→ What you have to do: Starting with the line that holds "Kindly place a point on the shirt", copy out each remaining line of the listing below, up to and including the last one, and include nothing else.

→ Input records:
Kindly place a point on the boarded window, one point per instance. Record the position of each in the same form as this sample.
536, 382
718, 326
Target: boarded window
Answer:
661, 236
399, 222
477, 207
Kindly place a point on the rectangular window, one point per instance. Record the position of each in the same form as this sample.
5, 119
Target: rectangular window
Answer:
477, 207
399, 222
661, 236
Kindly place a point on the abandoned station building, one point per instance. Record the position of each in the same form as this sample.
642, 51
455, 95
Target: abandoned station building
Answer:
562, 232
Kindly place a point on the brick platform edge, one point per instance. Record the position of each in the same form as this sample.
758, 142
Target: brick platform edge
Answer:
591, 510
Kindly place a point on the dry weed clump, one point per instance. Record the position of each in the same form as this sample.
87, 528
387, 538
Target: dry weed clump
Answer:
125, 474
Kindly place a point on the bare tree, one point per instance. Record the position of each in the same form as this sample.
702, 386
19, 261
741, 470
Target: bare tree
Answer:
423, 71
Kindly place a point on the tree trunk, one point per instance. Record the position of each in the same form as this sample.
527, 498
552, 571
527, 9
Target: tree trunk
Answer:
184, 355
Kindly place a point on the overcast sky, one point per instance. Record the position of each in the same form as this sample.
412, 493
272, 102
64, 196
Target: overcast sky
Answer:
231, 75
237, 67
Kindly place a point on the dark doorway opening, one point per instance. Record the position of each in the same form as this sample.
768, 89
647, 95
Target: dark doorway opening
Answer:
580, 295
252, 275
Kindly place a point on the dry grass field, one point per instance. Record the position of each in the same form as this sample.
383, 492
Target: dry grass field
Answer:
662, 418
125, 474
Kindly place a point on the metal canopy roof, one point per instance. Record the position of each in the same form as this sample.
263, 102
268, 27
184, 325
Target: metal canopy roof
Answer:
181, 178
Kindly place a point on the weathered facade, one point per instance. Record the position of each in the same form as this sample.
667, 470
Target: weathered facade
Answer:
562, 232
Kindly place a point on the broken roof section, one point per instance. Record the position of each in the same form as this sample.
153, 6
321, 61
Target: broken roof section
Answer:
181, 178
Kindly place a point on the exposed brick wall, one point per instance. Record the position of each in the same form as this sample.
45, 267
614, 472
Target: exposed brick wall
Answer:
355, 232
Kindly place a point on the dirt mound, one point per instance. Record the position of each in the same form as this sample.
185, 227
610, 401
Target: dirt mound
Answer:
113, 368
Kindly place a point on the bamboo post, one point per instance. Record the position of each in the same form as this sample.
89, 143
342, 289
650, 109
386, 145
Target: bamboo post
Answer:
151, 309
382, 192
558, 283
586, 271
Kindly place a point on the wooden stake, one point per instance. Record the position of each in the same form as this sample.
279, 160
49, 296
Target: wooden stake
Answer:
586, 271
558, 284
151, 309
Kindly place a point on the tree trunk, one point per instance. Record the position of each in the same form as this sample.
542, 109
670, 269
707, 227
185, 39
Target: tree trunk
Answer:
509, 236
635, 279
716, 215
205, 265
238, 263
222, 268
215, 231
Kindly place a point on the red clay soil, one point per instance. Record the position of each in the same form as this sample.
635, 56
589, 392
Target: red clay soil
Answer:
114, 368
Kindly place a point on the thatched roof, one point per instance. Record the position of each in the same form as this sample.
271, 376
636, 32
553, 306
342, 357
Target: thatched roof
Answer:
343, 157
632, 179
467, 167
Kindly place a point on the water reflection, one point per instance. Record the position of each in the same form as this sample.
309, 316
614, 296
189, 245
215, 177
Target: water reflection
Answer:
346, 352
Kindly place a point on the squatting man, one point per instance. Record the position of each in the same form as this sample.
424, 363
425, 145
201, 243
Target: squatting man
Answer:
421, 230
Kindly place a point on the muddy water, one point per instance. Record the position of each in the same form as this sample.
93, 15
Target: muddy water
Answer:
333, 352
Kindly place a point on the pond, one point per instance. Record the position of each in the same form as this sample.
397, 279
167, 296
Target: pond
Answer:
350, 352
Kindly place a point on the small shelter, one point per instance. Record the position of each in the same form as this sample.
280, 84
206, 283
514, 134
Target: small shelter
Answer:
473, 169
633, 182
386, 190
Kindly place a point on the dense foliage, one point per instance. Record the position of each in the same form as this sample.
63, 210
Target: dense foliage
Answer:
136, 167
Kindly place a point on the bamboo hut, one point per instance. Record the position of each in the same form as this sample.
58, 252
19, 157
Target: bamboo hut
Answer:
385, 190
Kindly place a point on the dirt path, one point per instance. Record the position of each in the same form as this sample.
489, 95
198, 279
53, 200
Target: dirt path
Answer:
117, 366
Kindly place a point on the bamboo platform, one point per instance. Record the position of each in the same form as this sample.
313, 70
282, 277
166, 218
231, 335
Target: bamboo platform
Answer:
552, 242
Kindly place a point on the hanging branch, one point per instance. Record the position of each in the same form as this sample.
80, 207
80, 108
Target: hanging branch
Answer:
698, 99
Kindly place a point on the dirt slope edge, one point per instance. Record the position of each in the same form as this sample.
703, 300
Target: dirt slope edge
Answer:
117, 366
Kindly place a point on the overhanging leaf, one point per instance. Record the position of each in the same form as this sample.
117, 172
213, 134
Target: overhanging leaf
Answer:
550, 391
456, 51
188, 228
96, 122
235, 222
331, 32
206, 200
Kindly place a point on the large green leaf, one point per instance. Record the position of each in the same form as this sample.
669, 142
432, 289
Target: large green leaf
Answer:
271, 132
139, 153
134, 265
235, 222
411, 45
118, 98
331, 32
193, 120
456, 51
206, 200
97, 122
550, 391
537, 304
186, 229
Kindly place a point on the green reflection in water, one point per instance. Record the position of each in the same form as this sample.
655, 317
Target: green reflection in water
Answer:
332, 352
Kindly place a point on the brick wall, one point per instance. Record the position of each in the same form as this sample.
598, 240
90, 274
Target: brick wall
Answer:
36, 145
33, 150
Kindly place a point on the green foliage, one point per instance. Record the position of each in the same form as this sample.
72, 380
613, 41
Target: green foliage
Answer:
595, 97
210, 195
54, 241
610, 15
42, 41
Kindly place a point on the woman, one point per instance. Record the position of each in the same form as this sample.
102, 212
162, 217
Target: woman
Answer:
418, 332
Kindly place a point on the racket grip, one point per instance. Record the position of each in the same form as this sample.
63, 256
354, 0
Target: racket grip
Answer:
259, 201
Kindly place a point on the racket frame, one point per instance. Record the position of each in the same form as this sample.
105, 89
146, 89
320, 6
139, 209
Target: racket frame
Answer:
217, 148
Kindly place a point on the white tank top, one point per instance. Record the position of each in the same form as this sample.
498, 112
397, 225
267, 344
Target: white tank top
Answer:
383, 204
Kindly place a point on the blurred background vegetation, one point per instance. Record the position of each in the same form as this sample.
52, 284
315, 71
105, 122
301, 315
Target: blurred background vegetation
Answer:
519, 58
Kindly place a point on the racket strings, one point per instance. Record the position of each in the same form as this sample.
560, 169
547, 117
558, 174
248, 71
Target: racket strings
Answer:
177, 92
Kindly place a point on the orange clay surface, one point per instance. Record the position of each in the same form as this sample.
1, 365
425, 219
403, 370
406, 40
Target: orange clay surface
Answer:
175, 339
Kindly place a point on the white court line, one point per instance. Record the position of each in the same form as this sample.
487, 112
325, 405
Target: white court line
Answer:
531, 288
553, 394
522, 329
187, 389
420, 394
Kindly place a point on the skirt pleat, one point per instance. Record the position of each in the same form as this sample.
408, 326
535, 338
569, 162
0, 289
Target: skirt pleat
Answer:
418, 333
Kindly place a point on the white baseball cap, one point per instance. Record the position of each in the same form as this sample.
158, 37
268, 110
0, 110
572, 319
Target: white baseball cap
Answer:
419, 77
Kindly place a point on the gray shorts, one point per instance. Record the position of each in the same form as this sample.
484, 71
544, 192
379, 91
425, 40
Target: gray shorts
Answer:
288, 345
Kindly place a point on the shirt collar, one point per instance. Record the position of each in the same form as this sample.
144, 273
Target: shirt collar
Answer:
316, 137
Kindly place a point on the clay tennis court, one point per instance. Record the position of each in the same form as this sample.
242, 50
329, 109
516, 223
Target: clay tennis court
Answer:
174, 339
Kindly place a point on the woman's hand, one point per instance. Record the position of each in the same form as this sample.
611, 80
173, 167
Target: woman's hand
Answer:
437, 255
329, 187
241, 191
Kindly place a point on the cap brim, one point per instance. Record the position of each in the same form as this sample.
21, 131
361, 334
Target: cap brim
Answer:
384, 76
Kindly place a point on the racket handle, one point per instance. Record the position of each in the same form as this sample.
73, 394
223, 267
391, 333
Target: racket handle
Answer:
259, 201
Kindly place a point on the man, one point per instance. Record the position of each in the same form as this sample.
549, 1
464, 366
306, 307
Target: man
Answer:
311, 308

→ Task answer:
Kindly place a point on the shirt collar, one point per instance. Record the position of each in the same form as this sample.
144, 273
Target: shirt collar
Answer:
316, 137
Kindly place a point on the clay tennis court, one point per instance. Record the position of each in the same form as this sample.
242, 50
329, 109
516, 223
Target: clay tennis court
Answer:
174, 339
Kindly place a point on the woman's hand, one point per instance. Record the position of each in the same form as this sample.
611, 80
173, 167
Target: woman's hand
Answer:
437, 255
329, 187
241, 191
Kindly place a point on the cap brim, one point per instance. Record the position of each in the same form as this sample.
21, 131
361, 334
Target: cap brim
Answer:
384, 76
Kindly place a point on the racket handle, one point per instance. Record the position of each in the same form as this sample.
73, 394
223, 267
391, 333
Target: racket handle
Answer:
259, 201
Kindly place a point on the man, one point per instance. Record the position of each in the same form as this sample.
549, 1
464, 366
306, 307
Target: man
Answer:
311, 308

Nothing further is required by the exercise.